> [Extract]
* * *
Layne is great in the role, but the character herself feels somewhat surplus to requirements. By the time she shows up, we’re already down with Andy and her men, so there’s no real need for a n00b for us to follow into the film’s hidden world. Indeed, audiences are much more fantasy savvy now than they were back in 2004, when Hellboy made a similar mistake by giving us a boring audience surrogate on the tacit assumption that the actual protagonists were too alien and ‘other’ for viewers to plug into. But nobody ever cosplays as the boring guy, folks — we’re pretty comfortable identifying with the freaks and outsiders, thank you very much.

This also means that we spend a fair whack of time bogged down in the ‘Refusing the Call’ part of Campbell’s The Hero’s Journey. Andy has to explain or demonstrate various home truths to Nile as she comes to terms with her newfound undying status, which makes a certain amount of emotional sense even as it drags out the running time (125 minutes, which is about 25 too many) while the younger immortal comes to grips with her situation. However, strip out these sequences and the frequent flashbacks (a standard and generally enjoyable feature of this type of story), and you come to realize that the actual plot is pretty thin. Copley, Chiwetel Ejiofor’s former CIA agent, sells out the good guys to Harry Melling’s pharma billionaire, the good guys fight back – that’s it.

‘I think she has potential.’

The upside to that is we get to spend time with the characters — and they actually feel like characters and not just archetypes. Andy’s immortal weariness is palpable — consider the scene where she admits to Nile that she no longer remembers what her mother and sisters looked like. Nicky and Joe are lovers, the former enemies (they met during the Crusades) having found in each other an emotional anchor to cling to as the years inevitably wash away everything else familiar to them. Even Ejiofor’s shadowy backstabber gets some depth and pathos once his motives are revealed.

But the real joy here is, as I said, tonal. It’s seeing Charlize Theron carve her way through an army of mooks with a battle-ax. It’s looking at Copley’s corkboard festooned with all the old newspaper clippings and bits of evidence about Andy’s existence and feeling that hidden, magical world begin to open up. It’s the contradictory notion that the sweep of history can be contained and apprehended in a single — albeit extended — human lifetime. If that sort of thing appeals to you — and let’s face it, this stuff is crack to fantasy fans — then The Old Guard should be hovering near the top of your To Watch list.

‘What? I just really enjoy scrapbooking.’

By god, but the thing needs a Kurgan, though. Melling is eminently hissable as the ruthless billionaire bad guy (the Harry Potter veteran, who played Dudley Dursley in the franchise, knows his wheelhouse), but he’s not exactly formidable in and of himself. The Old Guard makes certain promises in its denouement regarding future antagonists, but in the film as it exists, we pretty much just get hordes of Private Military Contractors who are really in over their soon-to-be-severed heads. And yeah, it’s fun to watch those guys get reduced to their component parts, it doesn’t offer much emotional catharsis.

The problem with putting all your chips on the square labeled Franchise Starter is that you’re sacrificing some of the elements necessary for your film to work as a self-contained artifact in favor of potential future pay-off. Essentially, The Old Guard’s true value will only be known in relation to its later installments, which are surely already in development. For now, though, it’s a promising start, so let’s hope they manage to stick the landing.
* * *
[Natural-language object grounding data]
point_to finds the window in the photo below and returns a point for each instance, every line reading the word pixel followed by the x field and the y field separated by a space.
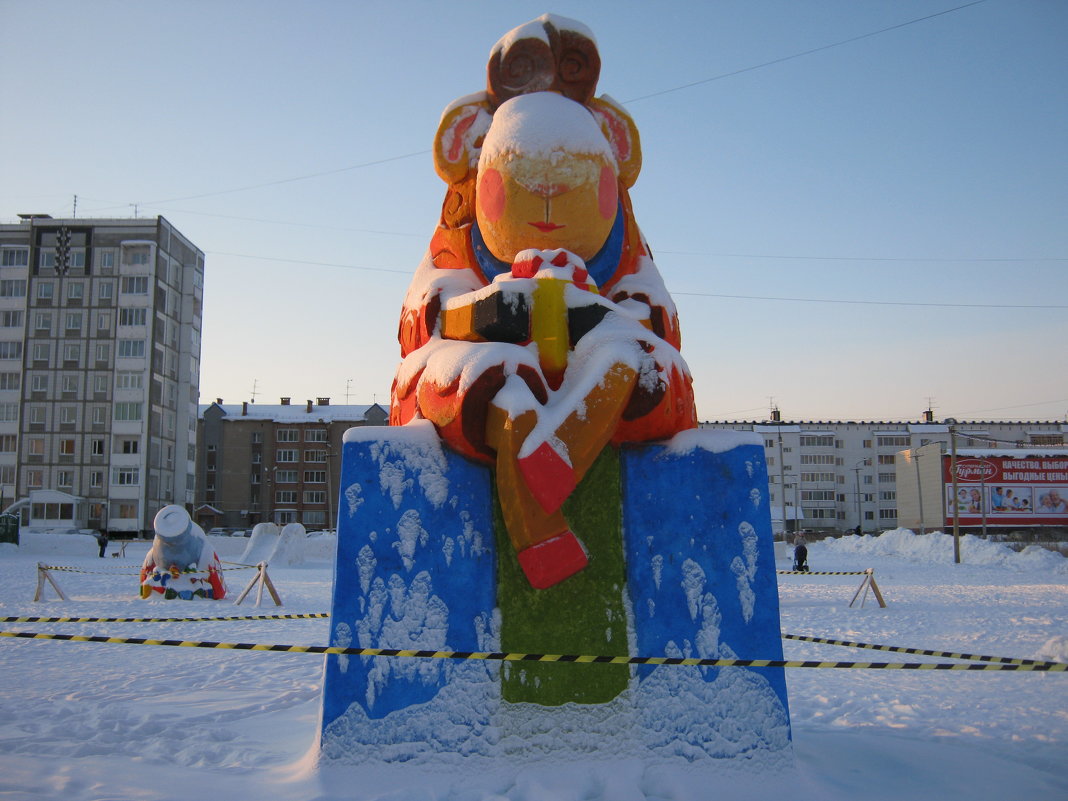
pixel 130 349
pixel 13 287
pixel 15 257
pixel 127 411
pixel 124 511
pixel 136 255
pixel 892 441
pixel 132 316
pixel 129 381
pixel 125 476
pixel 135 285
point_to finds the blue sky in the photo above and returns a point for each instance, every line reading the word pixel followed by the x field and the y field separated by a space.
pixel 800 211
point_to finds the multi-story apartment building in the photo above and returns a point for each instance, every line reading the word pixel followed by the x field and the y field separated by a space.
pixel 278 462
pixel 99 370
pixel 833 476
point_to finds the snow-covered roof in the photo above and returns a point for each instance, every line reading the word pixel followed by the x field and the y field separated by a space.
pixel 295 412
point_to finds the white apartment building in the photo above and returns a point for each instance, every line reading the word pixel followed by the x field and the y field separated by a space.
pixel 99 370
pixel 833 476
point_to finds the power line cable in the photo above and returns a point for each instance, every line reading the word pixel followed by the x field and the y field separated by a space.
pixel 870 302
pixel 734 73
pixel 633 99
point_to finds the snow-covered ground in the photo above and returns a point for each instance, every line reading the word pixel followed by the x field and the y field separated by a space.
pixel 81 721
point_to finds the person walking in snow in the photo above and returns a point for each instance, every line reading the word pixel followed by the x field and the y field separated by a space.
pixel 800 554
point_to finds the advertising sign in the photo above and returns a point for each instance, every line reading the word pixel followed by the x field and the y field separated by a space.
pixel 1031 490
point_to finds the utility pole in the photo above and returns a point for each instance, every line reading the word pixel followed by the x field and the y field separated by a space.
pixel 953 475
pixel 920 489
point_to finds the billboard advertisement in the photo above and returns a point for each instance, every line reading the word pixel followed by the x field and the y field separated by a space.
pixel 1008 490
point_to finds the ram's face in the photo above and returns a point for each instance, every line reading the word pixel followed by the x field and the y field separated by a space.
pixel 563 200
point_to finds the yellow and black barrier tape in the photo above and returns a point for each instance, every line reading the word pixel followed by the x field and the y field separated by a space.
pixel 920 652
pixel 309 615
pixel 576 658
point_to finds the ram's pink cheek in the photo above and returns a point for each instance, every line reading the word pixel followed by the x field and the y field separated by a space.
pixel 491 194
pixel 608 193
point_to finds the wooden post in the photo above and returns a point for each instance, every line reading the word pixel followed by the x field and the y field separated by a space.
pixel 865 584
pixel 44 575
pixel 260 580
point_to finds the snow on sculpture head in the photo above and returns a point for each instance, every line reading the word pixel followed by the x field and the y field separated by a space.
pixel 171 522
pixel 547 178
pixel 178 539
pixel 536 160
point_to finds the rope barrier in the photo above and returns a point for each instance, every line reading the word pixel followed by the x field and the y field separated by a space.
pixel 165 619
pixel 920 652
pixel 509 657
pixel 116 569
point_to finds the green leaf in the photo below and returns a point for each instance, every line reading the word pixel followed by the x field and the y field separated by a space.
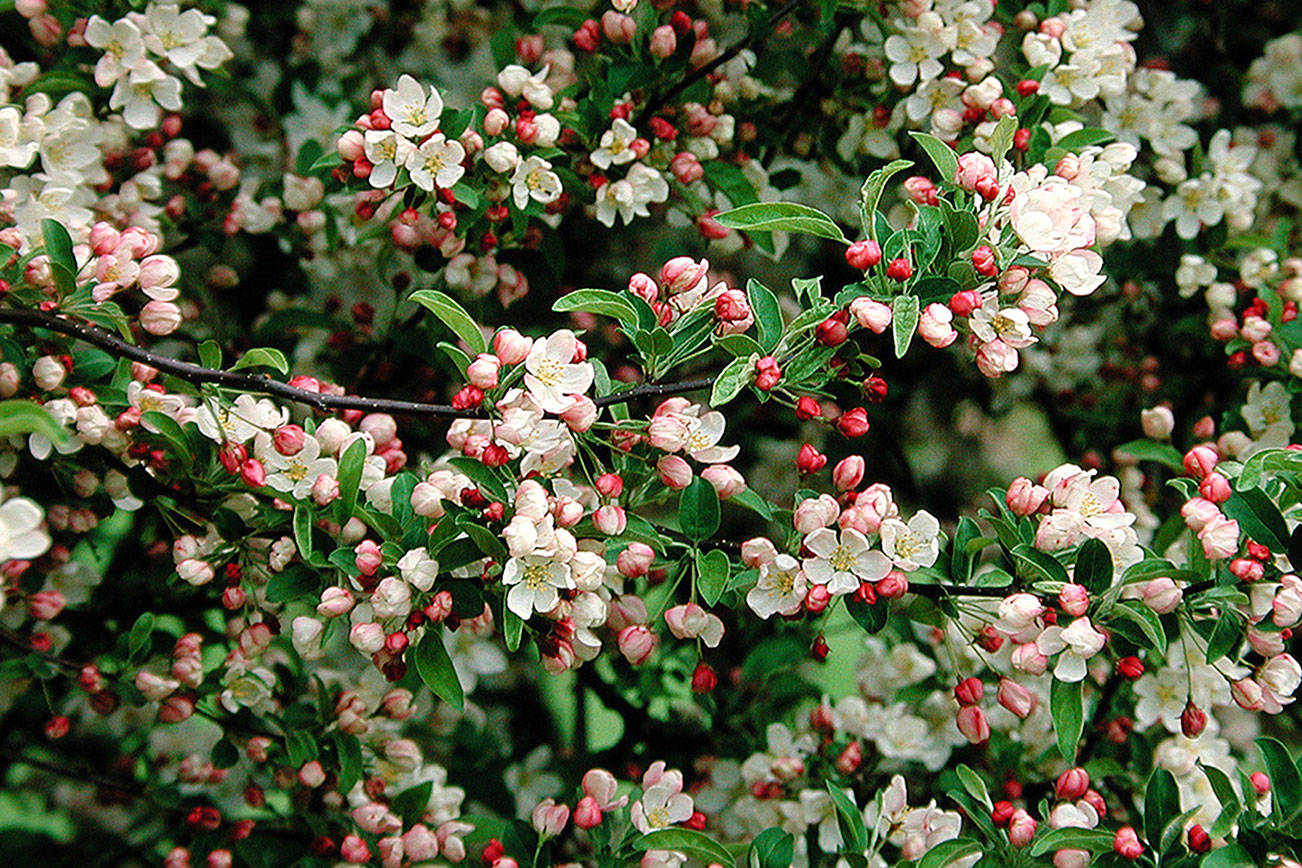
pixel 948 853
pixel 293 582
pixel 27 417
pixel 138 640
pixel 1150 450
pixel 1160 803
pixel 850 820
pixel 870 194
pixel 771 849
pixel 350 476
pixel 434 665
pixel 1232 855
pixel 1001 138
pixel 59 247
pixel 712 569
pixel 1072 838
pixel 1066 705
pixel 768 315
pixel 694 843
pixel 1083 138
pixel 598 301
pixel 1224 635
pixel 781 216
pixel 941 156
pixel 974 785
pixel 736 376
pixel 1285 780
pixel 452 315
pixel 1094 566
pixel 263 357
pixel 1147 621
pixel 904 322
pixel 1038 564
pixel 698 510
pixel 1258 518
pixel 512 629
pixel 870 617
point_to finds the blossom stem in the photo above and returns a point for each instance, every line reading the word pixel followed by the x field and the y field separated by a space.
pixel 259 384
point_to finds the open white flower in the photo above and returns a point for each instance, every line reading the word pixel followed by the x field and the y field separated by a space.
pixel 534 180
pixel 843 562
pixel 139 94
pixel 535 583
pixel 1078 643
pixel 20 530
pixel 552 374
pixel 436 163
pixel 410 109
pixel 912 545
pixel 780 588
pixel 615 146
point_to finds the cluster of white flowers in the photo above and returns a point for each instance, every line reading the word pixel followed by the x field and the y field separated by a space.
pixel 1274 80
pixel 134 47
pixel 1087 51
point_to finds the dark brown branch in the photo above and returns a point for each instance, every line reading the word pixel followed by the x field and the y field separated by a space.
pixel 192 372
pixel 658 102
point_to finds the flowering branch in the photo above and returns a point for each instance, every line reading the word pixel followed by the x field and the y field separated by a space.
pixel 264 385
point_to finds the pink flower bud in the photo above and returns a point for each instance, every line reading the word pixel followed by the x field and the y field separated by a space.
pixel 1126 843
pixel 664 42
pixel 1201 461
pixel 848 473
pixel 1016 698
pixel 637 643
pixel 609 519
pixel 1021 828
pixel 1215 488
pixel 586 813
pixel 675 471
pixel 483 371
pixel 160 318
pixel 1074 600
pixel 871 315
pixel 366 637
pixel 1072 785
pixel 973 724
pixel 1162 595
pixel 511 346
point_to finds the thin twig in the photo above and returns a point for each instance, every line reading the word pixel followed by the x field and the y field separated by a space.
pixel 656 103
pixel 266 385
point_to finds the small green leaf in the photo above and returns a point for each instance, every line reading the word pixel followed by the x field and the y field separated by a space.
pixel 850 820
pixel 904 322
pixel 27 417
pixel 870 194
pixel 736 376
pixel 350 476
pixel 1094 566
pixel 768 315
pixel 1073 838
pixel 712 569
pixel 694 843
pixel 941 155
pixel 1066 705
pixel 948 853
pixel 698 510
pixel 974 785
pixel 452 315
pixel 781 216
pixel 434 665
pixel 59 247
pixel 263 357
pixel 598 301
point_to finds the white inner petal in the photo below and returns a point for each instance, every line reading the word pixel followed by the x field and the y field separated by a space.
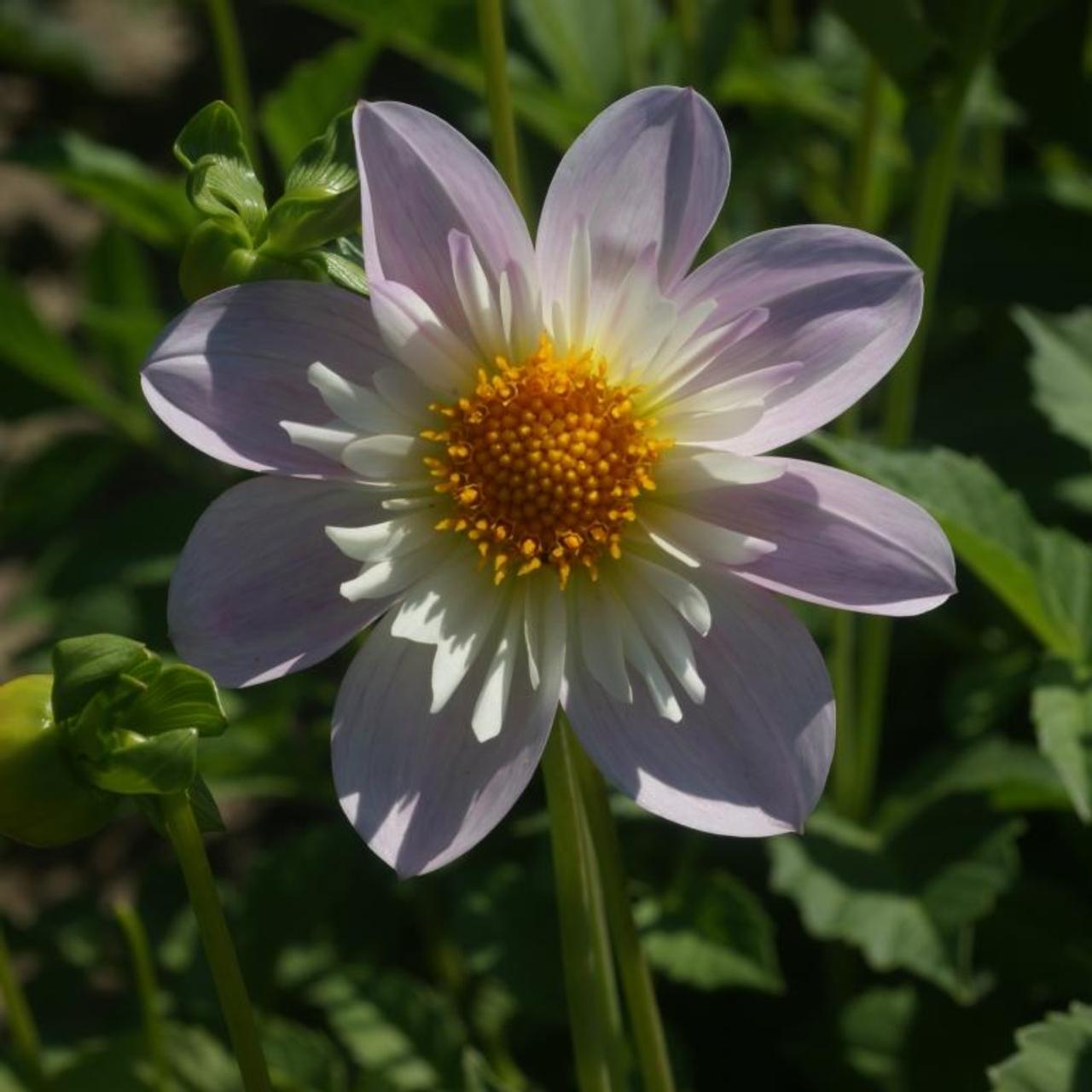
pixel 490 709
pixel 694 541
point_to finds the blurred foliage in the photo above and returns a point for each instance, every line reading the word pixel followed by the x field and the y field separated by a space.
pixel 900 954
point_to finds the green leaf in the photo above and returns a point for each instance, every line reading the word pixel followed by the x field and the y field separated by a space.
pixel 205 807
pixel 1060 367
pixel 156 765
pixel 312 96
pixel 1053 1056
pixel 180 697
pixel 712 934
pixel 300 1060
pixel 151 206
pixel 907 899
pixel 894 33
pixel 221 180
pixel 1061 709
pixel 404 1037
pixel 85 664
pixel 35 351
pixel 1044 577
pixel 322 194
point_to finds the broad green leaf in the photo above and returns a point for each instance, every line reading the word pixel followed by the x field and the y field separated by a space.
pixel 300 1060
pixel 31 347
pixel 150 205
pixel 1060 367
pixel 156 765
pixel 315 92
pixel 402 1034
pixel 1044 577
pixel 1061 709
pixel 712 934
pixel 894 33
pixel 907 899
pixel 180 697
pixel 84 664
pixel 221 180
pixel 321 195
pixel 1053 1056
pixel 1013 776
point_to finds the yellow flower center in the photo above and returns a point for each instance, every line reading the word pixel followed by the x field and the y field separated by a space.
pixel 543 463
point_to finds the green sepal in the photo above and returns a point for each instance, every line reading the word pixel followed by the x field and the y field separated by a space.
pixel 336 269
pixel 180 697
pixel 154 765
pixel 221 179
pixel 219 253
pixel 321 198
pixel 206 811
pixel 82 665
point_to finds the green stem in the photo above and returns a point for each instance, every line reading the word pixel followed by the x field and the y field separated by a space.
pixel 636 978
pixel 929 230
pixel 24 1033
pixel 499 96
pixel 148 990
pixel 864 186
pixel 233 70
pixel 219 950
pixel 585 947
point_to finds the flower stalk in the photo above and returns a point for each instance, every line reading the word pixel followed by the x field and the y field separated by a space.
pixel 24 1032
pixel 585 946
pixel 148 990
pixel 636 983
pixel 499 96
pixel 219 950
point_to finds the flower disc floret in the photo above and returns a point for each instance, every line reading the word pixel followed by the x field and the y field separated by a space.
pixel 544 463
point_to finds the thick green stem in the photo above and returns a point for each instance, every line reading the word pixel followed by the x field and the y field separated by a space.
pixel 148 990
pixel 233 70
pixel 636 983
pixel 932 217
pixel 499 96
pixel 24 1032
pixel 585 946
pixel 863 202
pixel 219 950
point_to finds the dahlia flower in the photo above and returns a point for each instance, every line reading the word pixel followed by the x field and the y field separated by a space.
pixel 539 471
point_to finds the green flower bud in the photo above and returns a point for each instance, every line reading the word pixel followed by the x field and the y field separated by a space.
pixel 44 800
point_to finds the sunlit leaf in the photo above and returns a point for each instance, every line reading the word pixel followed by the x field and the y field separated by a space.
pixel 905 899
pixel 712 934
pixel 1061 708
pixel 180 697
pixel 321 195
pixel 221 180
pixel 1060 369
pixel 1044 577
pixel 1052 1056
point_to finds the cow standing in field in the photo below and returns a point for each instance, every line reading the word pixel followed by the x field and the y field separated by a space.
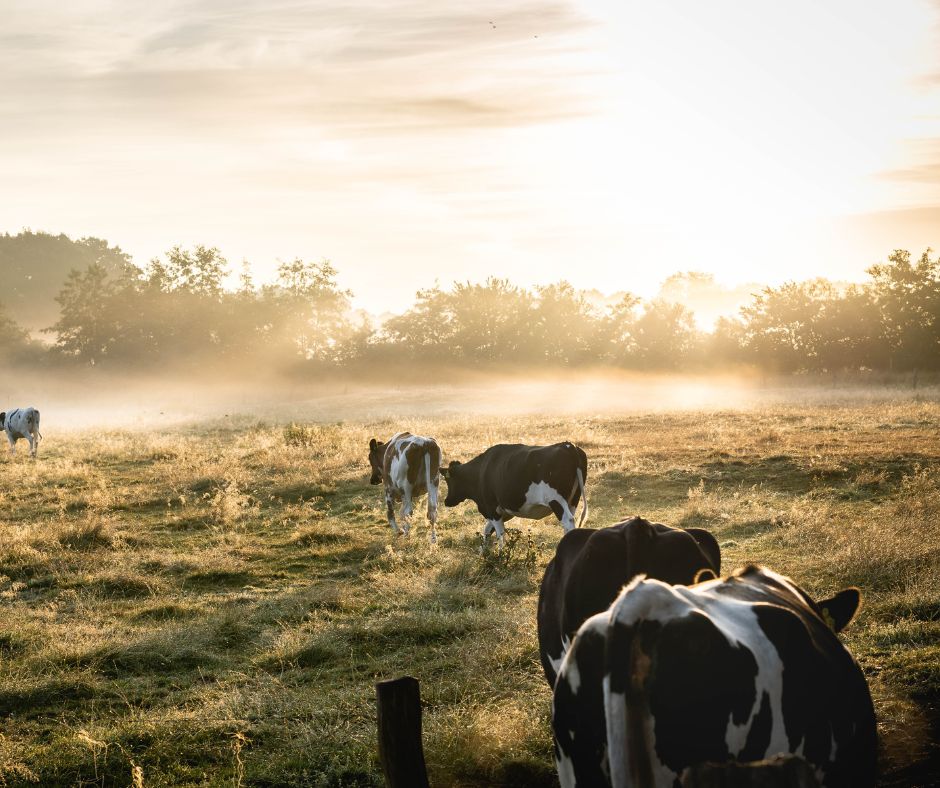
pixel 410 466
pixel 22 423
pixel 737 669
pixel 591 566
pixel 512 480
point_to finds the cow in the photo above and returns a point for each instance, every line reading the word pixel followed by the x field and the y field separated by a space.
pixel 591 566
pixel 513 480
pixel 734 669
pixel 410 466
pixel 22 423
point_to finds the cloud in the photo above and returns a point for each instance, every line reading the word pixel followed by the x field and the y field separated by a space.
pixel 363 68
pixel 925 167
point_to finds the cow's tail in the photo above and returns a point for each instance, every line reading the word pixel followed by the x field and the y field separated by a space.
pixel 583 496
pixel 626 707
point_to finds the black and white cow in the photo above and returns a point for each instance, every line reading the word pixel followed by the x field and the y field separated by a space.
pixel 22 423
pixel 513 480
pixel 409 465
pixel 591 566
pixel 740 668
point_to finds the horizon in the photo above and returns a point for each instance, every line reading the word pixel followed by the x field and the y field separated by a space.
pixel 592 142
* * *
> [List of tasks]
A - Reproduce everything in the review of The Old Guard from "But the real" down to "To Watch list.".
B - In the review of The Old Guard, which character did Harry Melling play in the Harry Potter franchise?
C - Decide whether each statement agrees with the review of The Old Guard, answering yes or no and quoting the words that settle it: (i) The film runs 125 minutes. (ii) Nicky and Joe first met during the Crusades. (iii) Harry Melling plays Copley.
This material is separate from the review of The Old Guard and has no connection to it.

> [Results in order]
A -
But the real joy here is, as I said, tonal. It’s seeing Charlize Theron carve her way through an army of mooks with a battle-ax. It’s looking at Copley’s corkboard festooned with all the old newspaper clippings and bits of evidence about Andy’s existence and feeling that hidden, magical world begin to open up. It’s the contradictory notion that the sweep of history can be contained and apprehended in a single — albeit extended — human lifetime. If that sort of thing appeals to you — and let’s face it, this stuff is crack to fantasy fans — then The Old Guard should be hovering near the top of your To Watch list.

B - Dudley Dursley.

C -
(i) Yes: "(125 minutes, which is about 25 too many)"
(ii) Yes: "(they met during the Crusades)"
(iii) No: "Copley, Chiwetel Ejiofor’s former CIA agent"